[Saved data entries]
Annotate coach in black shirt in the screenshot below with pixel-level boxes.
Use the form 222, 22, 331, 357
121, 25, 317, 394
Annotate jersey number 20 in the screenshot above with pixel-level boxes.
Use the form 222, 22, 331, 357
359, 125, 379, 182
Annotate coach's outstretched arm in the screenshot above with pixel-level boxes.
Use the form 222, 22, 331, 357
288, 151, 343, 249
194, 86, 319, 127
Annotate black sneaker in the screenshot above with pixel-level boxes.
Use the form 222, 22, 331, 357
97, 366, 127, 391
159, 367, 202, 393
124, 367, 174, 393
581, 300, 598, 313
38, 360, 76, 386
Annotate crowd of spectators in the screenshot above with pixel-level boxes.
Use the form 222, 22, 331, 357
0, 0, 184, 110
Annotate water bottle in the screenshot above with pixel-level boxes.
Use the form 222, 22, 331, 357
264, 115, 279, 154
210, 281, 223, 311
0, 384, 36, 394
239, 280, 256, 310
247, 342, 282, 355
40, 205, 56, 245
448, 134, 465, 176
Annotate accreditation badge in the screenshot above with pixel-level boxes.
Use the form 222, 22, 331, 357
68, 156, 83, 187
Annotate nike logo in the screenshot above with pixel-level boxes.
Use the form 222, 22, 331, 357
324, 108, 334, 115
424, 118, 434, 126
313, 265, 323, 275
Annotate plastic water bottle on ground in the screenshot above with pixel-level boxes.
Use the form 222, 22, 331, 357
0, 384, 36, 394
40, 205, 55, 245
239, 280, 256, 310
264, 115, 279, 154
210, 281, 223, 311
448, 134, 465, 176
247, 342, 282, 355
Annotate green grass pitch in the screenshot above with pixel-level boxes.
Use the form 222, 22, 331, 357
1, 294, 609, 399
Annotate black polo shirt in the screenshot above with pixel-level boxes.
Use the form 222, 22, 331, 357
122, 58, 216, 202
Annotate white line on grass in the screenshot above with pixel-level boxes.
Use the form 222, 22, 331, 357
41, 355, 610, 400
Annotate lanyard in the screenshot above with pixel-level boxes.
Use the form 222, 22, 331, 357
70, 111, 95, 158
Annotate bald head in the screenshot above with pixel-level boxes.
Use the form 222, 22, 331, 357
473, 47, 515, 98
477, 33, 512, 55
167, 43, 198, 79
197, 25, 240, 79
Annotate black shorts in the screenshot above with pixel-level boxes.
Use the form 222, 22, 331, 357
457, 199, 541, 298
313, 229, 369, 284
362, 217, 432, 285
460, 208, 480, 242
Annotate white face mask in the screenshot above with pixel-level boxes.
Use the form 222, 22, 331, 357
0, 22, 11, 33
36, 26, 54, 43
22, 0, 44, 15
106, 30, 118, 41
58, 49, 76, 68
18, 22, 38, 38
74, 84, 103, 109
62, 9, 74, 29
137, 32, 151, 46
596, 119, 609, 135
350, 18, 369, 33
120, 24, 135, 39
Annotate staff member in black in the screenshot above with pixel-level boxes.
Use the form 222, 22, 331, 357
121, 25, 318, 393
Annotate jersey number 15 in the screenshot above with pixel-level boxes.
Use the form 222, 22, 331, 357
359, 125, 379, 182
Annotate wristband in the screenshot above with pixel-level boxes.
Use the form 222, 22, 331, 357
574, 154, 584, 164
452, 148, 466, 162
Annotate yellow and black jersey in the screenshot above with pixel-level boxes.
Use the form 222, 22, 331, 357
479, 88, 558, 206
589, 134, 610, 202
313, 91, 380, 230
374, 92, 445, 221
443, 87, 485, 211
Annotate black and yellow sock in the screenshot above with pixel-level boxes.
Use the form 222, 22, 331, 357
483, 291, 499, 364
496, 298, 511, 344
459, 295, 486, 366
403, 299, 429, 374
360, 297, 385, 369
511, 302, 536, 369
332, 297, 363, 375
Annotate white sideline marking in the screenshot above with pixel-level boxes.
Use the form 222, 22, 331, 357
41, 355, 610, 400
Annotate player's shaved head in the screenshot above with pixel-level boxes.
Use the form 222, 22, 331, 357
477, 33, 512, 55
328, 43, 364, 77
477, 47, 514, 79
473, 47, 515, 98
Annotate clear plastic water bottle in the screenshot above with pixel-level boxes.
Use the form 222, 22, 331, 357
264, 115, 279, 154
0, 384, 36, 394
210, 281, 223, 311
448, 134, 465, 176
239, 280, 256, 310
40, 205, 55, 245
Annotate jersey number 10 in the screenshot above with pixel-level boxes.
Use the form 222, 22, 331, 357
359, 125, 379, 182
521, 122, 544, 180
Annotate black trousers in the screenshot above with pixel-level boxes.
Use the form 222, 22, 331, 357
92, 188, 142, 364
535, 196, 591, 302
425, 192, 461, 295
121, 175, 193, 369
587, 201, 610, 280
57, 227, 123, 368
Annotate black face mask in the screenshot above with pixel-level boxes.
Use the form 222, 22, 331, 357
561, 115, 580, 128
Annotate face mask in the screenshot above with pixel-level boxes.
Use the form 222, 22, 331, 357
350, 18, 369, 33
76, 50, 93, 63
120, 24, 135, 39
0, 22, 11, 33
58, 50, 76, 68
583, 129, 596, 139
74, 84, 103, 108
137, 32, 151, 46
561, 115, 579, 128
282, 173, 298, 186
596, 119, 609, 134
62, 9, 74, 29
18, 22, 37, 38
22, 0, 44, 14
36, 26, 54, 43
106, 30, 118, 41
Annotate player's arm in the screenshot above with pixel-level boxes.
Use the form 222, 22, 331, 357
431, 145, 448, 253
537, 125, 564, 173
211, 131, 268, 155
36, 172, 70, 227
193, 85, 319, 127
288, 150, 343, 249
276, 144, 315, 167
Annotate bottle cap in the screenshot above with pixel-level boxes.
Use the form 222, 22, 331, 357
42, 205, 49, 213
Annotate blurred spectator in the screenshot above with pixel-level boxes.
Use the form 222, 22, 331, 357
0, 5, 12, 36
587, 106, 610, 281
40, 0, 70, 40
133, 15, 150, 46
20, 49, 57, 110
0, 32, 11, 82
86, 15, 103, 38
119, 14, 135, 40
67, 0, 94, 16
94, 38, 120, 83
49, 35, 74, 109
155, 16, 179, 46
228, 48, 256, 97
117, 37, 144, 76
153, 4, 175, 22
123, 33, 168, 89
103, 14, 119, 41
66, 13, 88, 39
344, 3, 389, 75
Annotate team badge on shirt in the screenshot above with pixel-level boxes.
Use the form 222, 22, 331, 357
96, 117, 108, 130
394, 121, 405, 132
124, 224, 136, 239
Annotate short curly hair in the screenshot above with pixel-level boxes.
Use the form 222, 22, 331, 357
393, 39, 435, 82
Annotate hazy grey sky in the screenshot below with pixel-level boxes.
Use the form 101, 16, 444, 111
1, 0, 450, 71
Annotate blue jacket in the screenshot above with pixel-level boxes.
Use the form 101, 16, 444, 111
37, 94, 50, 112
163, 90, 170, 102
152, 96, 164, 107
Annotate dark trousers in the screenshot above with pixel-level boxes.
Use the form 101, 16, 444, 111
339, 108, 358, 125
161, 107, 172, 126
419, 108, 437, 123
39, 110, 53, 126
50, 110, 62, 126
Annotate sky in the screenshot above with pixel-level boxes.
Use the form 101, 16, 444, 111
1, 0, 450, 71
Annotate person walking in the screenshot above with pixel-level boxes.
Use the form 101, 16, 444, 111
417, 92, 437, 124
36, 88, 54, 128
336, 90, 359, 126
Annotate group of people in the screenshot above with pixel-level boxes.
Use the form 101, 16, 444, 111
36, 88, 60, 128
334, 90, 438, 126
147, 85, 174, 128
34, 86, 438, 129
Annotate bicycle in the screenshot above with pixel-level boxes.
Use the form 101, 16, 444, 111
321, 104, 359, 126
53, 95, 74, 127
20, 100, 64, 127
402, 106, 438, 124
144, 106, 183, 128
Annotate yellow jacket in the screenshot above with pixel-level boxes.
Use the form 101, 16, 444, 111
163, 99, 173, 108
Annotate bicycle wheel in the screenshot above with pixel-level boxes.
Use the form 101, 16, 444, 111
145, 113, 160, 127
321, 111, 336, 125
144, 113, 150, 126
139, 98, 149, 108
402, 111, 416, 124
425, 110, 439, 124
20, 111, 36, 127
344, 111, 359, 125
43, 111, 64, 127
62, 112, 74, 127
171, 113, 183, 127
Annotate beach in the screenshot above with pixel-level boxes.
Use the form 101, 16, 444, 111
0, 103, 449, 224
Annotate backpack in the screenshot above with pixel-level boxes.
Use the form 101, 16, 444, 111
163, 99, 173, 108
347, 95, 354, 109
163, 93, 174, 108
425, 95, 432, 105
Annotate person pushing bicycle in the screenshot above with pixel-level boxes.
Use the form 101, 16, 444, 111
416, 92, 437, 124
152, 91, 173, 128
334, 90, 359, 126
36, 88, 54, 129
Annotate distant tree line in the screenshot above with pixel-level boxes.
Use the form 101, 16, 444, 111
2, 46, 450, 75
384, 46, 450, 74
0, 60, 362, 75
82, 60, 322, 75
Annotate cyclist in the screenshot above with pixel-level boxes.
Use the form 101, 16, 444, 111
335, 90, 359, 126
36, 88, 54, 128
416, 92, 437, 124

→ YOUR INSTRUCTIONS: Each line above where the word "bottle" occurs should be returned in full.

→ TASK ANSWER:
Annotate water bottle in the screenshot above with pixel-level boxes.
Annotate plastic water bottle on ground in the screenshot above with pixel-level boxes.
Annotate clear plastic water bottle in the screenshot above with pixel-level boxes.
Annotate bottle cap in the screenshot above with pixel-level boxes.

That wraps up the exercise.